**SECCIÓN DEL DOCUMENTO:**
»»

Asaltó y vivió en prisión reiteradamente. Avezado y sin escrupulosos
pretendió amasar una fortuna con el delito y la droga en la selva del
Perú. Pero Dios tenía un lugar reservado para él. La vida de Héctor
Allende es la constatación de que el Señor libera cualquier pecado.
La noche empieza a caer en la ciudad de Lima y Héctor Allende Lloclla
sigue navegando entre sus recuerdos. Va de aquí para allá. Salta de un
tiempo a otro. Pero inconscientemente acaba yendo a parar una y otra vez
al instante que transformó el curso de su vida. Ese instante que lo
llevó de la criminalidad a la tranquilidad. A punto de cumplir 47 años y
mientras ojea una voluminosa y reluciente Biblia, quiere dejar muy en
claro que la resocialización de cualquier hombre de mal vivir, como él
lo fue alguna vez, es totalmente posible. Lo ilustra con su propia
biografía. Ayer era un ladrón que asaltaba a diestra y siniestra. Hoy se
ha convertido en un varón renovado que pasa sus días predicando la
Palabra de Dios.
Frente a la entrada del Penal Lurigancho, en uno de los rincones más
temidos de la capital peruana, Héctor de pronto recuerda su infancia en
la que se incubó su actividad delincuencial. Dice que contempló el mal
comportamiento de su padre, un hombre violento que amaba al alcohol más
que a su propia familia, y se acostumbró a ver como el dinero escaseaba
dentro de su humilde hogar. Rememora, también, que desde los ocho años
debió trabajar como vendedor ambulante de verduras para ayudar a
sostener las endebles arcas financieras de los Allende Lloclla.

««

**CONSIGNA 1:** Enumera los nombres propios de lugares que aparecen en la semblanza de Héctor Allende.
**CONSIGNA 2:** Prosigue la semblanza de Héctor Allende a partir de su última oración.

**LÍNEAS REGISTRADAS:**

»»

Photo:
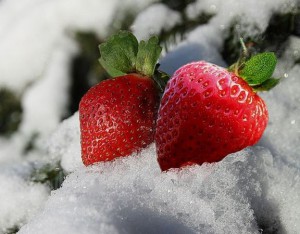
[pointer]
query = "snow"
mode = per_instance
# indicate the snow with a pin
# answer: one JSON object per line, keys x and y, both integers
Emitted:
{"x": 20, "y": 199}
{"x": 147, "y": 23}
{"x": 249, "y": 191}
{"x": 131, "y": 195}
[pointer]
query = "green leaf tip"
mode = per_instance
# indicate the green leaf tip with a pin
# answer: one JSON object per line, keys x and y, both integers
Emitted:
{"x": 267, "y": 85}
{"x": 259, "y": 68}
{"x": 122, "y": 54}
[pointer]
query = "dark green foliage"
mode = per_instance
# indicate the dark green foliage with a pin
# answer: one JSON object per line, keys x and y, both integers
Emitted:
{"x": 274, "y": 38}
{"x": 51, "y": 174}
{"x": 10, "y": 112}
{"x": 232, "y": 47}
{"x": 30, "y": 145}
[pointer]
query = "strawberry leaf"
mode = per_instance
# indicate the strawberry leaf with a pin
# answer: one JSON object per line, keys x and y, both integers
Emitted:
{"x": 147, "y": 56}
{"x": 258, "y": 68}
{"x": 118, "y": 53}
{"x": 267, "y": 85}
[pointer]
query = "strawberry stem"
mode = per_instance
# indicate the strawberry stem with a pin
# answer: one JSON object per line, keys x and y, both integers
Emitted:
{"x": 257, "y": 69}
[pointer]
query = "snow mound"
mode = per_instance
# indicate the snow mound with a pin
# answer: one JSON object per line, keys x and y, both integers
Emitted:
{"x": 240, "y": 194}
{"x": 20, "y": 199}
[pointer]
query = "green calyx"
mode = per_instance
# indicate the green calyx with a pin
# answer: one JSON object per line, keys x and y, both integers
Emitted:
{"x": 122, "y": 54}
{"x": 257, "y": 70}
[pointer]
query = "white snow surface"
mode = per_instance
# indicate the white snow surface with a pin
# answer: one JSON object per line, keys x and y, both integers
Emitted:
{"x": 253, "y": 190}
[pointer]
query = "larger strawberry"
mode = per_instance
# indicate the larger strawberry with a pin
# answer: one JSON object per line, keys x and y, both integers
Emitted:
{"x": 118, "y": 116}
{"x": 208, "y": 112}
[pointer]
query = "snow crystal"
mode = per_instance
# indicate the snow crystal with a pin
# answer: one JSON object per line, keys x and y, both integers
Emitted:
{"x": 19, "y": 199}
{"x": 131, "y": 195}
{"x": 250, "y": 191}
{"x": 147, "y": 23}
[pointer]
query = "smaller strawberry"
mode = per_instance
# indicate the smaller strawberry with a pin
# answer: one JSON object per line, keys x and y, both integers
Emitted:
{"x": 118, "y": 116}
{"x": 208, "y": 112}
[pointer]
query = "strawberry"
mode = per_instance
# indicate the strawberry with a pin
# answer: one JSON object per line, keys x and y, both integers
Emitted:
{"x": 208, "y": 112}
{"x": 118, "y": 115}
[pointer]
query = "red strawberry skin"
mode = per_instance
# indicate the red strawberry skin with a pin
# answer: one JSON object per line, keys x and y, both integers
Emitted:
{"x": 117, "y": 117}
{"x": 206, "y": 113}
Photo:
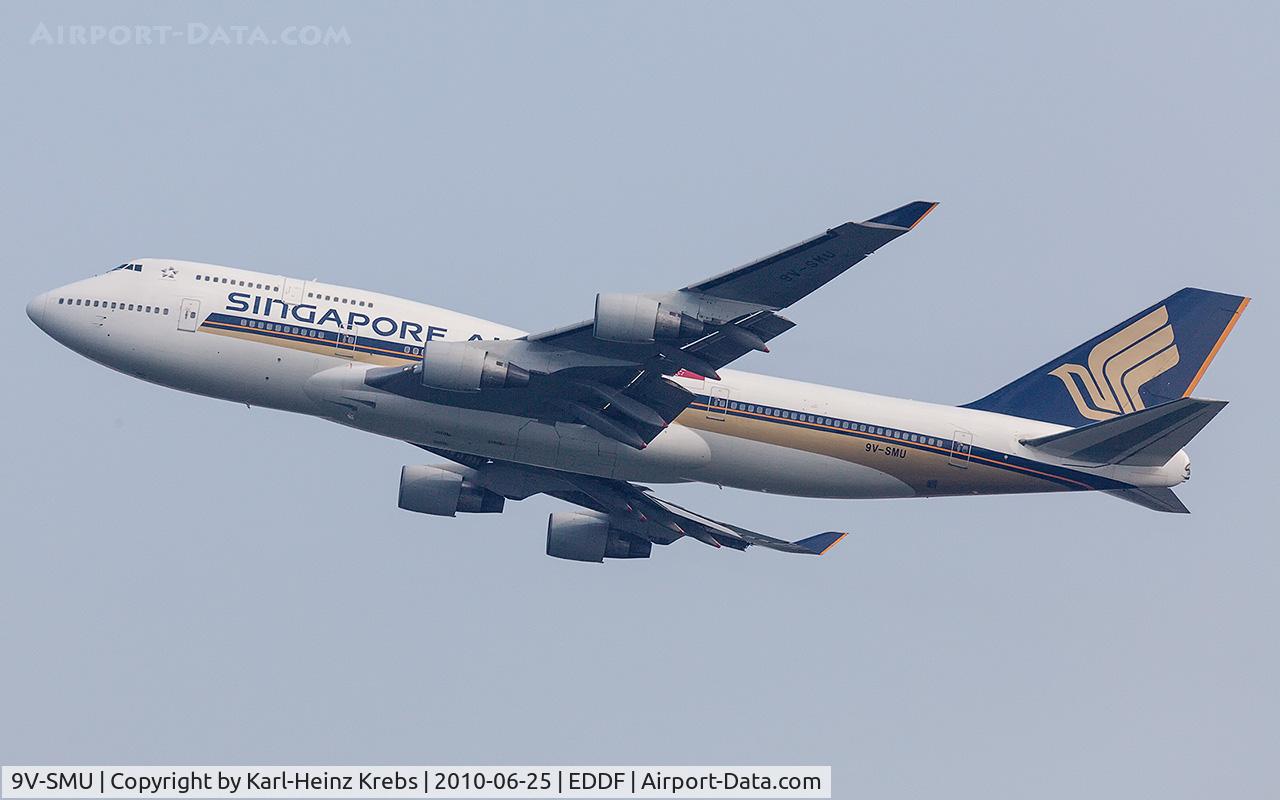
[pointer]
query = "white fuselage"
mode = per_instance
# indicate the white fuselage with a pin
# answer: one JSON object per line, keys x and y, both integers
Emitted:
{"x": 304, "y": 346}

««

**RESPUESTA 1:** Perú, Lima y el Penal Lurigancho.

**RESPUESTA 2:**
Confiesa, además, que fue un chico que creció anhelando escapar de la
pobreza y planeando formas para ser "muy rico" y darle muchas
comodidades a su madre.
En el transcurso del relato que Allende hace sobre los momentos de sus
primeros años de vida, transcurridos en las calles del distrito de
Independencia, destacan varios pasajes. "Nací el 7 de septiembre de 1965
en la maternidad de Lima. Fui el segundo de diez hermanos. Mi papá se
gastaba todo su dinero en alcohol y golpeaba mucho a mi mamá. Yo la
consolaba y siempre le prometía que cuando creciera la iba a defender.
Entonces crecí con mucho resentimiento y odio. Desde pequeño traté de
ser grande y me escapé a fiestas y solía estar con adultos fumando y
tomando. A los catorce años empecé a trabajar como lustrabotas y allí se
inició mi andar en el mundo de la delincuencia", asegura mientras
acomoda el nudo de su corbata.
LA MALA VIDA
Con un gesto adusto, Héctor contesta cada una de las inquietudes sobre
ese espacio de tiempo que lo depositó al margen de la ley. ¿Cómo empezó
todo? ¿Dónde fue? "En el centro de la ciudad de Lima, en los años
ochenta, cerca de la Plaza Dos de Mayo conocí a una banda de chicos de
la calle que asaltaban, como pirañas asesinas, a cualquier transeúnte
despistado. Ellos me daban los objetos que robaban para guardarlos y así
fue como me vinculé con el hampa y me quedé deslumbrado con el dinero
que se ganaban haciendo cosas malas. Después, yo mismo comencé a hurtar y
desaparecía de mi casa para irme de farra. Mi madre, preocupada, me
tenía que ir a buscar sin saber todo lo que yo hacía", recuerda.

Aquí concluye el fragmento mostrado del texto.